> **Task statement**
Swap "simplified polygon" for "plain polygon" everywhere it occurs in the items below, and give the lines again with nothing else changed.

> **Material for this exercise**
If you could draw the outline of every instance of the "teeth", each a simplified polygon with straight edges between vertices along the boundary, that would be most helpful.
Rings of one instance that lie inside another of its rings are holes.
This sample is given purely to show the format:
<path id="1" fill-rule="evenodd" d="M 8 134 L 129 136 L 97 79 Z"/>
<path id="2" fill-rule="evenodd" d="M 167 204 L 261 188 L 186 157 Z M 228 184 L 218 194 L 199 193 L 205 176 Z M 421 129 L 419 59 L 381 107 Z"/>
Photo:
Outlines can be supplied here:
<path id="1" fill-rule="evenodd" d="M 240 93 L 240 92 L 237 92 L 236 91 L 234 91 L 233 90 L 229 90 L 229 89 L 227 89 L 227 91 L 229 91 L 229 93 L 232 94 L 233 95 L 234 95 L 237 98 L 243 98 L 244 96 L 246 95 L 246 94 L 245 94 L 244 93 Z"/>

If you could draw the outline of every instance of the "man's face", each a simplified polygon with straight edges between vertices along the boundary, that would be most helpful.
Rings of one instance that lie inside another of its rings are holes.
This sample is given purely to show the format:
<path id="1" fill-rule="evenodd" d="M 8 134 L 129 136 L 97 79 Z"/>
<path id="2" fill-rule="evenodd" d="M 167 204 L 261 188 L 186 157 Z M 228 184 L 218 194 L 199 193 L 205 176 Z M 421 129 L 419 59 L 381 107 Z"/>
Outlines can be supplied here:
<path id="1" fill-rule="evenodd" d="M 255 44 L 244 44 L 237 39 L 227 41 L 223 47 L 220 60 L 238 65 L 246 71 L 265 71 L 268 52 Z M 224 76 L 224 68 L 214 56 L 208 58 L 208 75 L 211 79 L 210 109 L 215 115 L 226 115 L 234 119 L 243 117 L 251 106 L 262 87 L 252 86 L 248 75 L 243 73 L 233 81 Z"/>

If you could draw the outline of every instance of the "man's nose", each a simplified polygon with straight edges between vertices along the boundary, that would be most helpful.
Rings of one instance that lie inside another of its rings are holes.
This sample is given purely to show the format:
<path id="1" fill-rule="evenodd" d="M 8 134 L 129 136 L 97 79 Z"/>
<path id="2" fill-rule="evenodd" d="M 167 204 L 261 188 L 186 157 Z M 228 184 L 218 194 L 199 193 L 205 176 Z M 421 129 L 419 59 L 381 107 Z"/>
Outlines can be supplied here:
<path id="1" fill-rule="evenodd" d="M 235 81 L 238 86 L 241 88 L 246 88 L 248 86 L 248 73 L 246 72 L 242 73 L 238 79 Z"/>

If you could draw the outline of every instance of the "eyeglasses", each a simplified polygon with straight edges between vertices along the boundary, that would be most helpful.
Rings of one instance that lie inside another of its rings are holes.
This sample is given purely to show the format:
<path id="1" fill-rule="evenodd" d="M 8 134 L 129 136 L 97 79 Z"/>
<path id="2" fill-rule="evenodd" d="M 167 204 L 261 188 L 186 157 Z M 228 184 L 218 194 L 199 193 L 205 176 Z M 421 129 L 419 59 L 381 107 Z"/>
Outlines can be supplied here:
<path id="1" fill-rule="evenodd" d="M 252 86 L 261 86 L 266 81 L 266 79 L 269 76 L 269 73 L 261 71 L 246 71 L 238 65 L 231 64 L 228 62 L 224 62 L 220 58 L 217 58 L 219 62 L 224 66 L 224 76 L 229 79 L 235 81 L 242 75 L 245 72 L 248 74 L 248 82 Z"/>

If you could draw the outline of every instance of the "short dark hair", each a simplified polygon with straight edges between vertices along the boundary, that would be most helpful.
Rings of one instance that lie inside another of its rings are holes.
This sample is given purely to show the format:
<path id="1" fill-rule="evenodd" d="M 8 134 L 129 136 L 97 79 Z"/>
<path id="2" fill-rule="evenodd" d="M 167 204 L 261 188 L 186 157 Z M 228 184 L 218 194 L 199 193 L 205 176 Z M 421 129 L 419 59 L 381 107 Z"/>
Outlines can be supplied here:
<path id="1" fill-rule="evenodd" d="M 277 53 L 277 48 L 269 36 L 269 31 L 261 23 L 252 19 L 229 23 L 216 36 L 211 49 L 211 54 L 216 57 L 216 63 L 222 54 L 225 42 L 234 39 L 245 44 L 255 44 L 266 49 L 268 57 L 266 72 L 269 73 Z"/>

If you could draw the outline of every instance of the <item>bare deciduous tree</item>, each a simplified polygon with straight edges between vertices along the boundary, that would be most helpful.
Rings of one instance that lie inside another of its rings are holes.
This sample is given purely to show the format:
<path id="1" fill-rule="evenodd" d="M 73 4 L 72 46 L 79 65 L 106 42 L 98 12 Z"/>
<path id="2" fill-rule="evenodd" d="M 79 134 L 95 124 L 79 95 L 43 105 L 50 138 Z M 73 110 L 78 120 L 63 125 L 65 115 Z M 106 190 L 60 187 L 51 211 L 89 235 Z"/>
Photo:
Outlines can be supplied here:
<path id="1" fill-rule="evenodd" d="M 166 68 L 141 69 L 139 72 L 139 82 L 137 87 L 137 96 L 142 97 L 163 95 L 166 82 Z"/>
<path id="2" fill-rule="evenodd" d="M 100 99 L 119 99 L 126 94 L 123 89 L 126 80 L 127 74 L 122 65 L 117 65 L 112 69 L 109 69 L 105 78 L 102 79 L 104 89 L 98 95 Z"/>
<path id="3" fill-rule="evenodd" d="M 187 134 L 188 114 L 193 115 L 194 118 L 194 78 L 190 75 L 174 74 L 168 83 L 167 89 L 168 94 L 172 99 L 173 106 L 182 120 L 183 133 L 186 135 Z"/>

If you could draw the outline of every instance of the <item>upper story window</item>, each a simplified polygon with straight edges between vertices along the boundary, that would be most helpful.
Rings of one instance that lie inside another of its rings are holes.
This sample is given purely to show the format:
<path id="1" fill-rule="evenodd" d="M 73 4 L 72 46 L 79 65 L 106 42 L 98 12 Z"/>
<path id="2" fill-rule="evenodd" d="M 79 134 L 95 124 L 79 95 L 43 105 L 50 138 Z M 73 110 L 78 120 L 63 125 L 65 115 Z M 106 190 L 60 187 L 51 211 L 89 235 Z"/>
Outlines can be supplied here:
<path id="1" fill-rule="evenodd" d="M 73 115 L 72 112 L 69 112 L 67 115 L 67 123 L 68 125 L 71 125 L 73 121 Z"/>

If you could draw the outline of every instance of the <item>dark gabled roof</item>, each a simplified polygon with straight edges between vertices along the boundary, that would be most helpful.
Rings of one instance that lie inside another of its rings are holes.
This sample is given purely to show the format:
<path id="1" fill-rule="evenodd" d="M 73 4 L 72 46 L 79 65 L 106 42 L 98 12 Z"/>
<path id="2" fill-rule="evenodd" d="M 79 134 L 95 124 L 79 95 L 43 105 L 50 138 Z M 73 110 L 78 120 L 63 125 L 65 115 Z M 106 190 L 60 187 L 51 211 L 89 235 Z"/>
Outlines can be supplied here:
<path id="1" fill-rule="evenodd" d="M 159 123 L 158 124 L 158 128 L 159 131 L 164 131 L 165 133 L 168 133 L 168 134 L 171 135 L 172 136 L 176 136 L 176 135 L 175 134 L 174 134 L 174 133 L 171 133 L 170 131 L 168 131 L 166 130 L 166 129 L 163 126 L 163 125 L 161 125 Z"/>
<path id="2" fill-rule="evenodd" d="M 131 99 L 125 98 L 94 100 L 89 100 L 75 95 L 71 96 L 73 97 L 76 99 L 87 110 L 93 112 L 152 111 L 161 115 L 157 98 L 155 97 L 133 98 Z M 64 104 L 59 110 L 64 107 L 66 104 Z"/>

> **Answer in full**
If you could draw the outline of every instance of the "teeth", each a plain polygon with straight edges between vertices along the boundary, that would be most helpful.
Rings of one instance that lie inside another of its rings are holes.
This sample is given purely to show the format:
<path id="1" fill-rule="evenodd" d="M 8 134 L 129 136 L 97 79 Z"/>
<path id="2" fill-rule="evenodd" d="M 167 204 L 261 188 L 186 157 Z M 228 184 L 218 194 L 199 193 L 205 176 Z M 421 129 L 419 59 L 381 107 Z"/>
Photo:
Outlines can be supplied here:
<path id="1" fill-rule="evenodd" d="M 240 93 L 240 92 L 237 92 L 236 91 L 234 91 L 233 90 L 229 90 L 229 89 L 227 89 L 227 91 L 229 91 L 229 93 L 232 94 L 233 95 L 234 95 L 237 98 L 243 98 L 244 96 L 246 95 L 246 94 L 245 94 L 244 93 Z"/>

If you could draw the outline of every instance of the "man's face", each a plain polygon with straight edges between vertices along the boundary, that would be most helpful.
Rings of one instance that lie inside another of its rings are holes.
This sample is given purely to show the format:
<path id="1" fill-rule="evenodd" d="M 8 134 L 129 136 L 97 79 Z"/>
<path id="2" fill-rule="evenodd" d="M 167 204 L 261 188 L 186 157 Z M 228 184 L 218 194 L 199 193 L 205 176 Z M 421 129 L 419 59 L 381 107 Z"/>
Outlines can be supplied here:
<path id="1" fill-rule="evenodd" d="M 255 44 L 244 44 L 237 39 L 227 41 L 223 47 L 220 60 L 238 65 L 246 71 L 265 71 L 268 52 Z M 224 76 L 224 68 L 214 56 L 208 58 L 208 75 L 211 79 L 210 109 L 215 115 L 226 115 L 234 119 L 243 117 L 251 106 L 262 87 L 252 86 L 248 75 L 243 73 L 233 81 Z"/>

If you could draw the outline of every instance of the "man's nose", each a plain polygon with straight edges between vertices along the boundary, that would be most helpful.
Rings of one instance that lie inside another of its rings are holes.
This sample is given purely to show the format:
<path id="1" fill-rule="evenodd" d="M 8 134 L 129 136 L 97 79 Z"/>
<path id="2" fill-rule="evenodd" d="M 167 204 L 261 188 L 186 157 Z M 228 184 L 218 194 L 199 193 L 205 176 Z M 421 129 L 419 59 L 381 107 Z"/>
Outlines can be supplied here:
<path id="1" fill-rule="evenodd" d="M 235 81 L 238 86 L 241 88 L 246 88 L 248 86 L 248 73 L 246 72 L 242 73 L 238 79 Z"/>

If you could draw the outline of every instance of the "eyeglasses", each a plain polygon with straight edges between vertices along the boundary, that would be most helpful.
Rings of one instance that lie inside another of its rings are holes.
This sample is given purely to show the format:
<path id="1" fill-rule="evenodd" d="M 8 134 L 129 136 L 97 79 Z"/>
<path id="2" fill-rule="evenodd" d="M 167 204 L 261 188 L 186 157 Z M 228 184 L 218 194 L 199 193 L 205 176 Z M 421 129 L 419 59 L 381 107 Z"/>
Outlines can be supplied here:
<path id="1" fill-rule="evenodd" d="M 252 86 L 261 86 L 266 81 L 266 79 L 269 76 L 269 73 L 261 71 L 246 71 L 238 65 L 231 64 L 228 62 L 224 62 L 220 58 L 217 58 L 219 62 L 224 66 L 224 76 L 229 79 L 235 81 L 242 75 L 245 72 L 248 74 L 248 82 Z"/>

If you could draw the outline of every instance of the "short dark hair", each a plain polygon with straight edges between vertices along the boundary, that would be most helpful.
Rings of one instance that lie inside another of its rings are holes.
This sample is given purely to show the format:
<path id="1" fill-rule="evenodd" d="M 8 134 L 129 136 L 97 79 Z"/>
<path id="2" fill-rule="evenodd" d="M 167 204 L 261 188 L 186 157 Z M 228 184 L 218 194 L 199 193 L 205 176 Z M 421 129 L 419 59 L 381 107 Z"/>
Outlines can be supplied here:
<path id="1" fill-rule="evenodd" d="M 277 53 L 277 48 L 269 36 L 269 31 L 261 23 L 252 19 L 229 23 L 216 36 L 211 49 L 211 54 L 216 57 L 216 63 L 222 54 L 225 42 L 234 39 L 245 44 L 255 44 L 266 49 L 268 57 L 266 72 L 269 73 Z"/>

If you could draw the outline of every instance of the <item>bare deciduous tree</item>, each a plain polygon with straight edges between vertices along the boundary, that would be most helpful.
Rings of one instance that lie inside another of its rings are holes.
This sample is given purely to show the format:
<path id="1" fill-rule="evenodd" d="M 73 4 L 72 46 L 79 65 L 106 42 L 98 12 Z"/>
<path id="2" fill-rule="evenodd" d="M 79 134 L 95 124 L 79 95 L 43 105 L 50 138 Z M 73 110 L 78 120 L 63 125 L 65 115 Z M 106 190 L 60 187 L 51 211 L 89 235 Z"/>
Photo:
Outlines can be supplied here:
<path id="1" fill-rule="evenodd" d="M 166 68 L 141 69 L 139 72 L 139 82 L 137 87 L 137 96 L 142 97 L 163 95 L 166 82 Z"/>
<path id="2" fill-rule="evenodd" d="M 100 99 L 119 99 L 126 94 L 123 89 L 126 80 L 127 74 L 122 65 L 117 65 L 112 69 L 109 69 L 105 78 L 102 79 L 104 89 L 98 95 Z"/>
<path id="3" fill-rule="evenodd" d="M 187 134 L 188 114 L 193 115 L 194 118 L 194 78 L 190 75 L 174 74 L 168 83 L 167 89 L 168 94 L 172 99 L 173 106 L 182 120 L 183 133 L 186 135 Z"/>

If you could draw the outline of every instance of the <item>upper story window</item>, each a plain polygon with straight edges between vertices along the boundary, that would be most helpful.
Rings of one instance that lie inside another of its rings are holes.
This sample is given purely to show the format:
<path id="1" fill-rule="evenodd" d="M 73 4 L 72 46 L 79 65 L 106 42 L 98 12 Z"/>
<path id="2" fill-rule="evenodd" d="M 79 134 L 95 124 L 79 95 L 43 105 L 50 138 Z M 73 110 L 78 120 L 63 125 L 65 115 Z M 106 190 L 60 187 L 51 211 L 89 235 Z"/>
Outlines can be supplied here:
<path id="1" fill-rule="evenodd" d="M 73 115 L 72 112 L 69 112 L 67 115 L 67 123 L 68 125 L 71 125 L 73 121 Z"/>

If you could draw the outline of every instance of the <item>dark gabled roof</item>, each a plain polygon with straight edges between vertices along the boundary, that would be most helpful.
Rings of one instance that lie inside another of its rings are holes.
This sample is given purely to show the format:
<path id="1" fill-rule="evenodd" d="M 73 4 L 72 46 L 79 65 L 106 42 L 98 12 Z"/>
<path id="2" fill-rule="evenodd" d="M 79 134 L 95 124 L 79 95 L 43 105 L 50 138 Z M 73 110 L 78 120 L 63 125 L 65 115 Z M 106 190 L 60 187 L 51 211 L 89 235 Z"/>
Outlines can be supplied here:
<path id="1" fill-rule="evenodd" d="M 159 123 L 158 124 L 158 128 L 159 131 L 164 131 L 165 133 L 168 133 L 168 134 L 171 135 L 172 136 L 176 136 L 176 135 L 175 134 L 174 134 L 174 133 L 171 133 L 170 131 L 168 131 L 166 130 L 166 129 L 163 126 L 163 125 L 161 125 Z"/>
<path id="2" fill-rule="evenodd" d="M 131 99 L 125 98 L 94 100 L 89 100 L 75 95 L 71 96 L 73 97 L 76 99 L 87 110 L 93 112 L 152 111 L 161 115 L 157 98 L 155 97 L 133 98 Z M 64 104 L 59 110 L 64 107 L 66 104 Z"/>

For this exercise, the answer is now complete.